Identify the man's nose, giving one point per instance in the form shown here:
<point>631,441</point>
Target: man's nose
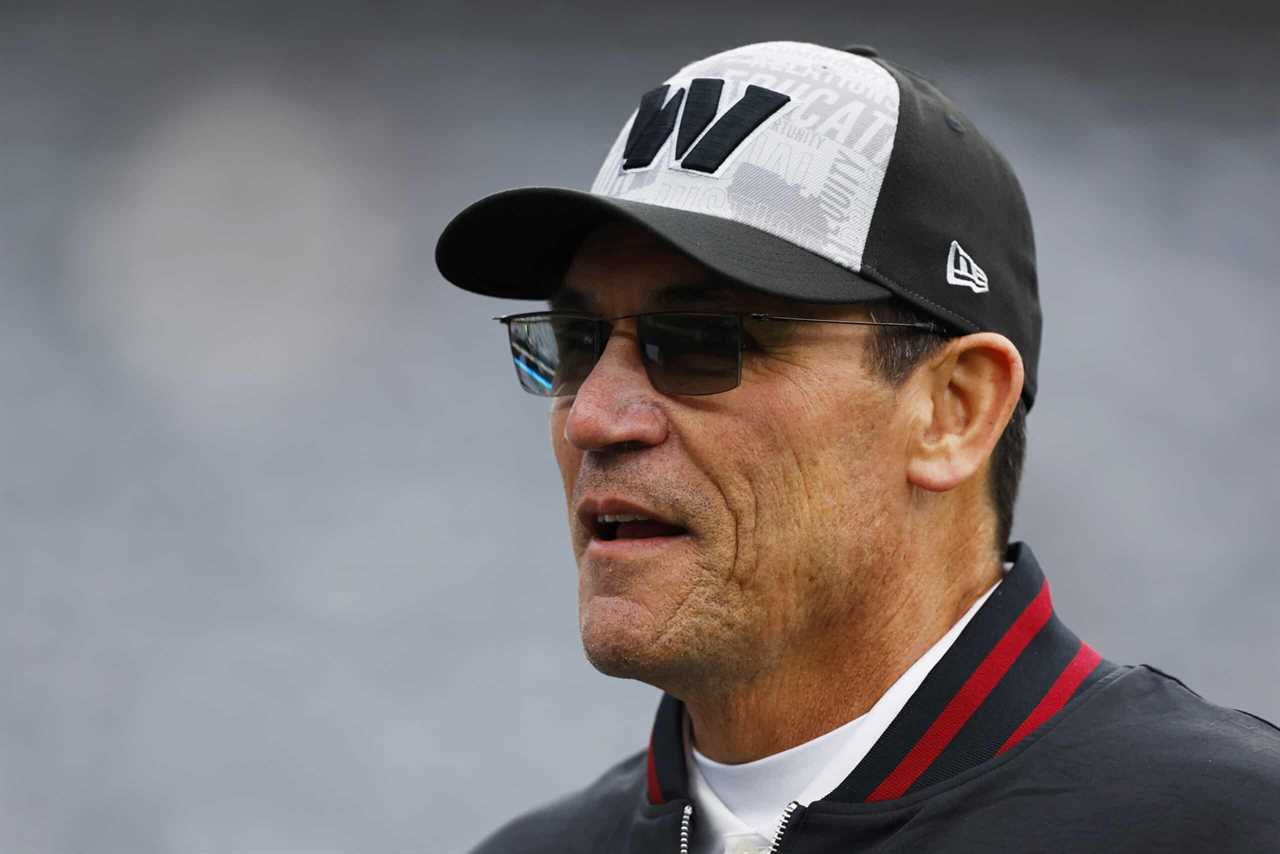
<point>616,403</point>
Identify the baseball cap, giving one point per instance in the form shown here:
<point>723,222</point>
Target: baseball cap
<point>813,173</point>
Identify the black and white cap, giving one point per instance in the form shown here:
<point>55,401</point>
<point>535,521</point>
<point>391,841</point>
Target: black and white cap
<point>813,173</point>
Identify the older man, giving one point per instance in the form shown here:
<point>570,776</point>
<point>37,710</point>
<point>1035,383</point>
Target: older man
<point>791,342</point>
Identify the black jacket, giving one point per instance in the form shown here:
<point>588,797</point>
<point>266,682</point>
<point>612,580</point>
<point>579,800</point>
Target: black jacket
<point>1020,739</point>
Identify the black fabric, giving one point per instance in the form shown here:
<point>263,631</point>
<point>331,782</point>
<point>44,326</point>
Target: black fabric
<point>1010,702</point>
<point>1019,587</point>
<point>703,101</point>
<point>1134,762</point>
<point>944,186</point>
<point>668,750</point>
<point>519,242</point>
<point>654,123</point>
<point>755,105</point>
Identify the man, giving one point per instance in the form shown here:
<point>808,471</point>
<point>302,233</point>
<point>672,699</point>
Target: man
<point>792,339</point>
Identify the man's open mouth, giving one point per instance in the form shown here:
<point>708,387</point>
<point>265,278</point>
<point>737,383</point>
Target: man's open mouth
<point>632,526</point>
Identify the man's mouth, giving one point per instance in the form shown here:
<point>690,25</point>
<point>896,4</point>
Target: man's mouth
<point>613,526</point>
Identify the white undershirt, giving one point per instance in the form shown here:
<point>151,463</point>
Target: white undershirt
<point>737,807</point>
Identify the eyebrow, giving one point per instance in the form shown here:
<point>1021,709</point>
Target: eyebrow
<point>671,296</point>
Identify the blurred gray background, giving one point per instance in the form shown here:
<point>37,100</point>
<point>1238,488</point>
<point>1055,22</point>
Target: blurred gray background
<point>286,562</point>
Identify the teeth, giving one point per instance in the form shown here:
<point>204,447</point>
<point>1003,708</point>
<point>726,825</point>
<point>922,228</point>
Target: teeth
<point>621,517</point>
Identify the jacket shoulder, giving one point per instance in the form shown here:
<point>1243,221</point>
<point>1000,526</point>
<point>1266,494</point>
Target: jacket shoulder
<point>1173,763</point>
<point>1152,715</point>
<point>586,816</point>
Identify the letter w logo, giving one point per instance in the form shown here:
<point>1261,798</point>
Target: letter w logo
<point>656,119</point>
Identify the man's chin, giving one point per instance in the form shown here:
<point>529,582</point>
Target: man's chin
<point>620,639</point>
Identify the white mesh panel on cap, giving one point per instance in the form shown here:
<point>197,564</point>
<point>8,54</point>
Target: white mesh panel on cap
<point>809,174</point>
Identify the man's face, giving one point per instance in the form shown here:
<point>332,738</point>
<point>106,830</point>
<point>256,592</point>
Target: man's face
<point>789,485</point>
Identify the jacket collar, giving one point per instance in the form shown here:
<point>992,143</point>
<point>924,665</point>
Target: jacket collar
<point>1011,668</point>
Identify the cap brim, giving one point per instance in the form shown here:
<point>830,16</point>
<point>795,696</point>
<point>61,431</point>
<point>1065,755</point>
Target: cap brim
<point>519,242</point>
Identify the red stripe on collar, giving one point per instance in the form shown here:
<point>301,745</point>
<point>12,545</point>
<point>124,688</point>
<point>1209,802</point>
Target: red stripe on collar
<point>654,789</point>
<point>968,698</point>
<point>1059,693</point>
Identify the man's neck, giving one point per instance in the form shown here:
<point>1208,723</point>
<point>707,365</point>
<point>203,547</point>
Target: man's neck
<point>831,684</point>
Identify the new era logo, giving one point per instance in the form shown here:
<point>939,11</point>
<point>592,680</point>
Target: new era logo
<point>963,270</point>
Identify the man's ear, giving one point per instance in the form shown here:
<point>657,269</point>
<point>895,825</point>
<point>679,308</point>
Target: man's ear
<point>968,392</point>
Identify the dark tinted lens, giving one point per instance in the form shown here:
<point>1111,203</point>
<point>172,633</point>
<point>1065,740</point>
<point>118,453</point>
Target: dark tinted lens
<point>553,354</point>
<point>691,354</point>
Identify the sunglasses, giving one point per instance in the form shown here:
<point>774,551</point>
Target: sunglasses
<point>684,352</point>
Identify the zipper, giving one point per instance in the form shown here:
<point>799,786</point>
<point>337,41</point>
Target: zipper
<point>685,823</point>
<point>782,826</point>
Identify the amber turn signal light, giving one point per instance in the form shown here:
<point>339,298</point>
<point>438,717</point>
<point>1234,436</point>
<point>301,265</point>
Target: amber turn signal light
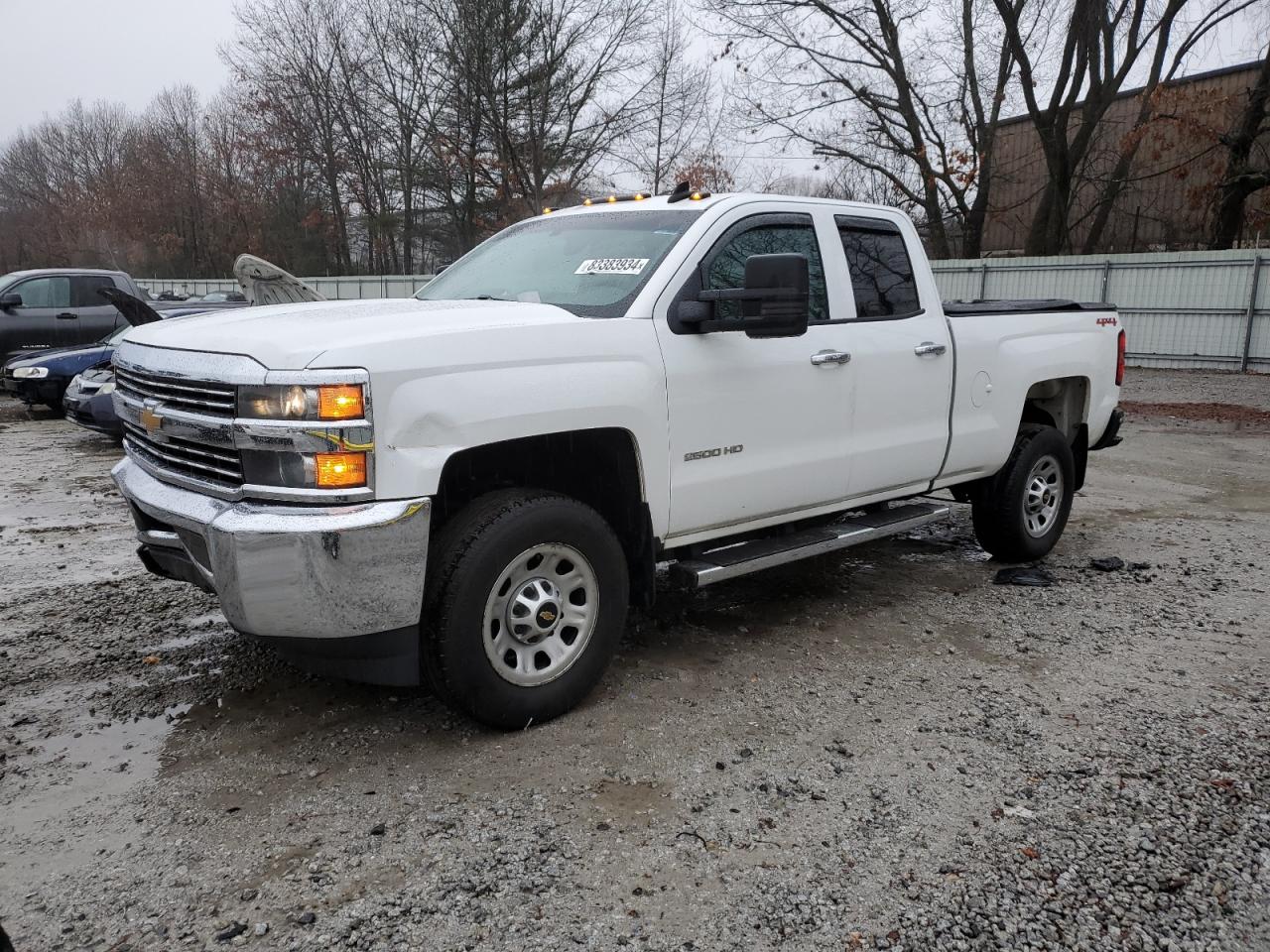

# # # #

THE TASK »
Convert all of the entries above into a numbered list, one line per item, with blank lines left out. Leave the pictures out of your answer.

FULL RESPONSE »
1. Identify the man's nose, giving one point per instance in the form shown here:
2. <point>631,441</point>
3. Target: man's nose
4. <point>616,403</point>
5. Identify the baseball cap, giving one point per instance in the form shown here:
6. <point>723,222</point>
7. Target: baseball cap
8. <point>813,173</point>
9. Identify the black and white cap, giving one point per instance in the form shown here:
10. <point>55,401</point>
11. <point>535,521</point>
12. <point>391,841</point>
13. Target: black and white cap
14. <point>813,173</point>
15. Identify the older man, giving one point per instance in the form shown here:
16. <point>570,776</point>
17. <point>37,710</point>
18. <point>1035,383</point>
19. Target: older man
20. <point>791,342</point>
21. Identify the black jacket, giving one point per instance in the form shown here:
22. <point>588,797</point>
23. <point>266,682</point>
24. <point>612,580</point>
25. <point>579,800</point>
26. Target: black jacket
27. <point>1020,739</point>
28. Identify the black fabric, giving one point per instance in the form shown here:
29. <point>263,631</point>
30. <point>331,782</point>
31. <point>44,326</point>
32. Target: black fabric
33. <point>1010,702</point>
34. <point>1019,587</point>
35. <point>703,101</point>
36. <point>1134,762</point>
37. <point>944,186</point>
38. <point>668,750</point>
39. <point>519,242</point>
40. <point>654,123</point>
41. <point>755,105</point>
42. Identify the man, giving one point per instance in the form shown here:
43. <point>808,471</point>
44. <point>302,233</point>
45. <point>672,699</point>
46. Target: man
47. <point>792,339</point>
48. Identify the man's open mouth, giving one point per instance in the form shown here:
49. <point>708,387</point>
50. <point>265,278</point>
51. <point>737,383</point>
52. Target: man's open mouth
53. <point>632,526</point>
54. Identify the man's mouth, giving one point per instance in the form shown here:
55. <point>690,25</point>
56. <point>896,4</point>
57. Target: man's mouth
58. <point>613,526</point>
59. Identify the white undershirt, giving one point per instance in the form shown here:
60. <point>151,463</point>
61. Target: white undershirt
62. <point>737,807</point>
63. Identify the eyebrow, giving one point per instance in the form shown here:
64. <point>1021,709</point>
65. Target: eyebrow
66. <point>671,296</point>
67. Identify the blurred gray background, giving one point per instance in the form shown here:
68. <point>37,100</point>
69. <point>1238,488</point>
70. <point>1055,22</point>
71. Target: blurred gray background
72. <point>286,562</point>
73. Identify the teeth, giving one point per instance in the form shown here:
74. <point>204,447</point>
75. <point>1003,708</point>
76. <point>726,825</point>
77. <point>922,228</point>
78. Target: teeth
79. <point>621,517</point>
80. Identify the jacket shoulder, giving one point per instance in the form shown here:
81. <point>1243,221</point>
82. <point>1000,526</point>
83. <point>1266,494</point>
84. Target: jacket shoulder
85. <point>1173,763</point>
86. <point>1152,715</point>
87. <point>586,816</point>
88. Identify the letter w logo, giving one point per instance in the form shown here:
89. <point>1261,798</point>
90. Target: letter w logo
91. <point>656,119</point>
92. Identify the man's chin, giving one point per instance in the form shown here:
93. <point>529,582</point>
94. Target: man's chin
95. <point>620,639</point>
96. Identify the white mesh panel on cap, giving one point per instance in the form shown here:
97. <point>197,564</point>
98. <point>8,54</point>
99. Target: white mesh panel on cap
100. <point>809,174</point>
101. Identify the man's face, giving one point per instance in the form shown here:
102. <point>332,738</point>
103. <point>106,830</point>
104. <point>256,592</point>
105. Target: man's face
106. <point>789,485</point>
107. Identify the jacket collar, giving one point per instance in the form shown here:
108. <point>992,143</point>
109. <point>924,665</point>
110. Target: jacket collar
111. <point>1011,668</point>
112. Identify the cap brim, giving one point per instance in the form shown here:
113. <point>830,16</point>
114. <point>795,696</point>
115. <point>61,431</point>
116. <point>1065,755</point>
117. Target: cap brim
118. <point>519,242</point>
119. Identify the red stripe on collar, giving one point per instance in the form shown here:
120. <point>301,745</point>
121. <point>12,545</point>
122. <point>124,688</point>
123. <point>1209,802</point>
124. Target: red stripe on collar
125. <point>654,789</point>
126. <point>968,698</point>
127. <point>1059,693</point>
128. Identify the man's neck, giving one point per instance in the form shown here:
129. <point>1208,723</point>
130. <point>707,365</point>
131. <point>203,547</point>
132. Target: man's neck
133. <point>831,684</point>
134. Identify the new era logo, giving one point per instance in the form shown here:
135. <point>939,11</point>
136. <point>592,680</point>
137. Target: new era logo
138. <point>963,270</point>
139. Identify the man's ear, giving one point per instance in the form shown here:
140. <point>657,269</point>
141. <point>895,825</point>
142. <point>679,308</point>
143. Target: man's ear
144. <point>968,392</point>
145. Identify the dark tinted lens, giving one point per instance in the form shown here:
146. <point>1111,203</point>
147. <point>172,633</point>
148. <point>1065,740</point>
149. <point>118,453</point>
150. Target: dark tinted lens
151. <point>553,354</point>
152. <point>691,354</point>
153. Identify the sunglasses, giving one point per instance in the form shown here:
154. <point>774,551</point>
155. Target: sunglasses
156. <point>684,352</point>
157. Identify the zipper, giving one point per instance in the form shown here:
158. <point>799,786</point>
159. <point>337,41</point>
160. Target: zipper
161. <point>685,823</point>
162. <point>782,826</point>
163. Identify the amber turn signal light, giving one point per instance in the form shown here:
164. <point>339,298</point>
165. <point>438,717</point>
166. <point>1234,436</point>
167. <point>301,265</point>
168. Target: amber turn signal light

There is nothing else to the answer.